> What you need to do
Rewrite all the rows below, putting "nonzero rule" wherever "even-odd rule" appears and leaving every other part unchanged.

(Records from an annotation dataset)

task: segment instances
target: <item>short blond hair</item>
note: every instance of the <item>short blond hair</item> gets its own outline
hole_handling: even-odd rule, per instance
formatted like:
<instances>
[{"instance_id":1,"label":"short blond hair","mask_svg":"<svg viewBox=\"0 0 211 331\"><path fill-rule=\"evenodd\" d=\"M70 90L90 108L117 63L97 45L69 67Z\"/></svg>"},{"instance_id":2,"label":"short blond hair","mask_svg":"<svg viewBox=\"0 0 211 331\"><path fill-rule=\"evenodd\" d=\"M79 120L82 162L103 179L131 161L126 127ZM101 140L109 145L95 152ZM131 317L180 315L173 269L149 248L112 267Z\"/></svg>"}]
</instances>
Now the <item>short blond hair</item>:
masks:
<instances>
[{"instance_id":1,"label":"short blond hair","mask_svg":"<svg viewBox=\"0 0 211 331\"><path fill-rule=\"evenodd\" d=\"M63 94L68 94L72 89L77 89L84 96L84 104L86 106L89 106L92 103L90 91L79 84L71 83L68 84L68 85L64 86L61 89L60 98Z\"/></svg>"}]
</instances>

> Final result
task: segment instances
target: <item>short blond hair</item>
note: every instance of the <item>short blond hair</item> gets its own outline
hole_handling: nonzero rule, per instance
formatted like:
<instances>
[{"instance_id":1,"label":"short blond hair","mask_svg":"<svg viewBox=\"0 0 211 331\"><path fill-rule=\"evenodd\" d=\"M70 90L90 108L117 63L97 45L69 67Z\"/></svg>"},{"instance_id":2,"label":"short blond hair","mask_svg":"<svg viewBox=\"0 0 211 331\"><path fill-rule=\"evenodd\" d=\"M79 120L82 162L103 179L131 161L126 127ZM101 140L109 145L95 152ZM131 317L180 315L173 269L149 248L112 267Z\"/></svg>"}]
</instances>
Now the <item>short blond hair</item>:
masks:
<instances>
[{"instance_id":1,"label":"short blond hair","mask_svg":"<svg viewBox=\"0 0 211 331\"><path fill-rule=\"evenodd\" d=\"M63 94L68 94L72 89L77 89L84 96L84 104L86 106L89 106L92 103L90 91L79 84L71 83L68 84L68 85L64 86L61 89L60 98Z\"/></svg>"}]
</instances>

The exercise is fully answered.